Bounding box labeling entries.
★ ★ ★ ★ ★

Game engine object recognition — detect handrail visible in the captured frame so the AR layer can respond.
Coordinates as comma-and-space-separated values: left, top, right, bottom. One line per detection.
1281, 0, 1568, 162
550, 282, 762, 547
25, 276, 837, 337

★ ★ ★ ★ ★

Directions. Can you rewrite every line of these rows, requests included, with each bounding box coordinate multiplied by 0.25 and rounded to a whole number, halves rounded up?

Exercise response.
Game engine object recognition — detect handrail visible in the captured frame so the AR layer can respond.
Coordinates as comma-and-space-separated values: left, top, right, bottom. One line per detection.
320, 0, 392, 41
138, 71, 191, 137
6, 69, 209, 84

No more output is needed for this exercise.